> _Short problem_
Print every item below word for word, in the order given.

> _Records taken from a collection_
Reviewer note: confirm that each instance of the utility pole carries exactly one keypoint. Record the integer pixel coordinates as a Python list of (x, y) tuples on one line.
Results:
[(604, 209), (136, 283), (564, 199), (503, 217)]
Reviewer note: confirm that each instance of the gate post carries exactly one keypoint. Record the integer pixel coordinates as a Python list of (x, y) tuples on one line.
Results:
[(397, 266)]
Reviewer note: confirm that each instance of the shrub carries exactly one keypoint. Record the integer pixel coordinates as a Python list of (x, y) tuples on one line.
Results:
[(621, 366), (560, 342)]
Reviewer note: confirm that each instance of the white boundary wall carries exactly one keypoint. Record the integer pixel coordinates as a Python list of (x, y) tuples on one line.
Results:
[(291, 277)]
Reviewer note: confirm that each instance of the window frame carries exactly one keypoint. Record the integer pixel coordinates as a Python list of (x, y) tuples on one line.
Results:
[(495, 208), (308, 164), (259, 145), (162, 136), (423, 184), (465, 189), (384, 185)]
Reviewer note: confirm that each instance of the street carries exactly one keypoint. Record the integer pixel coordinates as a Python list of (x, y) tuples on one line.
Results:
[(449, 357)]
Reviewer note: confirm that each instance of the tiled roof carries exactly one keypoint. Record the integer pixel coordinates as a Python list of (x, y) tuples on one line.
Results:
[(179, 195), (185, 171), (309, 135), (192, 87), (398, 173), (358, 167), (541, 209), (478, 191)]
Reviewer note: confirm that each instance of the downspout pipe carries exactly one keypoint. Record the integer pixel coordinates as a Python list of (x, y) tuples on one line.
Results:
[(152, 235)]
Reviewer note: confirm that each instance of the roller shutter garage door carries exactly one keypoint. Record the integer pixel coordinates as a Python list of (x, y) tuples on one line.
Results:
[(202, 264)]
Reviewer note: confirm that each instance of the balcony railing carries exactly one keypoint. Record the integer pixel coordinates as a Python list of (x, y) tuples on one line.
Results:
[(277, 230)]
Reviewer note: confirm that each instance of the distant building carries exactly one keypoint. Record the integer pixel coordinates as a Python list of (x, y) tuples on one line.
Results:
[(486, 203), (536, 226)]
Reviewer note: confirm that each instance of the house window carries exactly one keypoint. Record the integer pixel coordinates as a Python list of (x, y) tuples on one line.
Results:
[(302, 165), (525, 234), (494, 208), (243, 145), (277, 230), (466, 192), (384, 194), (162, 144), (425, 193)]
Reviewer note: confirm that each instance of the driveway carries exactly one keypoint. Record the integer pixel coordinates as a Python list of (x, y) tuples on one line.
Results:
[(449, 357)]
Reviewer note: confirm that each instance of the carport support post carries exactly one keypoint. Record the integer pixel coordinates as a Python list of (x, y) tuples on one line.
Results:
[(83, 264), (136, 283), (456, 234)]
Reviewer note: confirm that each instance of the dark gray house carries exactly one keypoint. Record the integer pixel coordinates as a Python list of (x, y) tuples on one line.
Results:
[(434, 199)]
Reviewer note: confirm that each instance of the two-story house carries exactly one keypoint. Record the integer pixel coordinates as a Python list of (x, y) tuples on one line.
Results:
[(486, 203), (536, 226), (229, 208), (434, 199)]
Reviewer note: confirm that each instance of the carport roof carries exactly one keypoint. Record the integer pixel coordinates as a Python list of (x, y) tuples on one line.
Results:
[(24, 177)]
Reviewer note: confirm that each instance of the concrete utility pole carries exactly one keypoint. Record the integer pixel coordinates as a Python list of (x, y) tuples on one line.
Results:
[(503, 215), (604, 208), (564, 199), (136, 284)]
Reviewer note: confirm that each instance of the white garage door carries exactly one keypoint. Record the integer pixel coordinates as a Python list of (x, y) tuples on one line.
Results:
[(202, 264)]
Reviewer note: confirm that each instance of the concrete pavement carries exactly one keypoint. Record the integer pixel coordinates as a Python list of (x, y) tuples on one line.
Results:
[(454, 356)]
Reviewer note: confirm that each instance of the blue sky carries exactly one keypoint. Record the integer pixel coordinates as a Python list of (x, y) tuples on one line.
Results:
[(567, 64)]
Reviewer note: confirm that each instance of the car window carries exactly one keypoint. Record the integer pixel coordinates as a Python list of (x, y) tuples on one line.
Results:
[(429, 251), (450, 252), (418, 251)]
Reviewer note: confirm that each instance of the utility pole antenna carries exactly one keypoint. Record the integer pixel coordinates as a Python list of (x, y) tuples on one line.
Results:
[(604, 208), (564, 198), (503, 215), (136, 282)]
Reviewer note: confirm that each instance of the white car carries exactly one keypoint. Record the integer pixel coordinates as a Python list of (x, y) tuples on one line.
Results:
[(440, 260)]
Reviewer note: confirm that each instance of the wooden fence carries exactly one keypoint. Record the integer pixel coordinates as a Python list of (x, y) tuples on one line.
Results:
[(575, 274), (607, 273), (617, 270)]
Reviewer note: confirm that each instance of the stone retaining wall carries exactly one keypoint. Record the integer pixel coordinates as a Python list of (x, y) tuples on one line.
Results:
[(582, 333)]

> _Right answer_
Reviewer note: confirm that each instance of the utility pole carries exactly one keypoint. Record the integer pixel coordinates as a Python list of (x, y) tuples on one line.
Results:
[(604, 209), (136, 283), (564, 199), (503, 217)]
Reviewer note: confirm that each instance of the gate post carries exactly one keypoint. Record the integer pixel coordinates as a Python list of (x, y) tuples on one line.
Results:
[(397, 266)]
Reviewer note: confirm that each instance of the shrub carries exactly one keypoint. Record the integer pixel coordinates as a Python list of (x, y) tuples on one line.
Results:
[(621, 366), (560, 342)]
Reviewer note: confirm that each instance of the white boundary wall carries exactly one keypoint. Record the integer pixel coordinates as a Python list of (x, y) tuples on one line.
Results:
[(291, 277)]
Reviewer note: confirm that each instance of the window frame carries exactly one keypoint. Record the integer pixel coordinates as a Python list of (x, y) tuples on one line.
Results:
[(495, 208), (308, 164), (259, 145), (162, 136), (423, 184), (465, 189), (384, 185)]
Reviewer note: confirm that each instance of the street carries exactly one keypoint. Record the integer pixel coordinates as a Python list of (x, y) tuples on one line.
Results:
[(449, 357)]
Reviewer note: confirm that each instance of the tiled roof carries exactly one keypoint. Record the integer pixel coordinates as a Python list of (x, y) tuples on one line.
Results:
[(179, 195), (185, 171), (309, 135), (192, 87), (398, 173), (358, 167), (541, 209), (478, 191)]
Reviewer note: confirm that each instance of the downspout pipe carries exactly one keypoint. Record the integer pixel coordinates as a Python list of (x, y) tuples on one line.
Results:
[(152, 235)]
Reviewer note: confirm that each instance of the roller shutter garage door carries exactly one keypoint. Record the integer pixel coordinates as a Python list of (x, y) tuples on one line.
Results:
[(202, 264)]
Reviewer note: confirm that each instance of the balcony railing carries exactly one keypoint. Record the integer pixel coordinates as a Python list of (x, y) tuples on one line.
Results:
[(277, 230)]
Reviewer note: confirm that each instance of the distant building carries exactly one keypoint. Record the integer pixel coordinates as a Python list of (x, y) tuples on one line.
Results:
[(486, 203), (536, 226)]
Reviewer note: confirm that each instance of the house window carries exactly one keypoint. Record the integer pixel coordinates as a Python list of (x, y) tuples on one line.
Results:
[(302, 165), (525, 234), (494, 208), (243, 145), (277, 230), (466, 192), (384, 194), (162, 144), (425, 193)]
Reviewer note: confirm that each instance of the driveway carries exactly one keypoint. Record the integer pixel coordinates as a Python list of (x, y) tuples on one line.
Results:
[(449, 357)]
Reviewer note: confirm that each instance of the carport support post carries exactly one keypoint. Record the integer pixel coordinates as a Python list of (x, y) tuples on one line.
Results:
[(83, 264), (136, 283), (456, 234)]
Reviewer note: confirm that each instance of the dark gray house carries exactly one keypoint. Record the integer pixel coordinates as a Python list of (x, y) tuples on one line.
Results:
[(434, 199)]
Reviewer note: confirm that each instance of the two-story house carries exactly one keypoint. Record the integer pixel coordinates as a Python list of (x, y) tuples on one line.
Results:
[(486, 203), (536, 226), (229, 208), (434, 199)]
Reviewer note: confirm that each instance of the carport roof carries exactly one keypoint. Record the integer pixel coordinates as a Python list of (x, y) tuples on one line.
Results:
[(24, 177)]
Reviewer note: confirm that each instance of the concrete utility pole carries exactly one keypoint. Record the integer pixel coordinates as a Python list of (x, y) tuples on one line.
Results:
[(503, 215), (604, 208), (564, 199), (136, 284)]
Reviewer note: confirm that each instance of the white garage door carries exactly one keypoint. Record the integer pixel coordinates as a Python list of (x, y) tuples on one line.
Results:
[(202, 264)]
Reviewer note: confirm that each instance of the concrete pavement carries exactly one keypoint. Record the integer pixel coordinates as a Python list of (x, y) tuples on one line.
Results:
[(454, 356)]
Reviewer note: confirm that each instance of the blue sky carries exactly one keypoint. Record the integer pixel coordinates as a Python list of (x, y) tuples on one line.
Results:
[(567, 64)]
Reviewer note: confirm that each instance of the car window carries exactly one keypoint. Record the integer pixel coordinates as a Python list of (x, y) tuples on one line.
Results:
[(429, 251), (450, 252), (418, 251)]
Reviewer note: confirm that each instance of the utility pole antenna carries exactly one keypoint. Record the integer pixel coordinates as a Python list of (x, y) tuples on one line.
Results:
[(604, 208), (564, 198), (503, 215), (136, 282)]
Reviewer note: confirm that each instance of the white car carries exactly one keypoint. Record the integer pixel coordinates as a Python list of (x, y) tuples on one line.
Results:
[(440, 260)]
Reviewer note: confirm that each instance of the wooden fence carries exactly one keypoint. Record the integer pixel coordinates as a Python list of (x, y) tuples on one line.
Results:
[(575, 274), (607, 273), (617, 270)]
Reviewer note: confirm that each instance of the stone retaining wall carries exactly one keypoint. Record the integer pixel coordinates as a Python list of (x, y) tuples on one line.
Results:
[(582, 333)]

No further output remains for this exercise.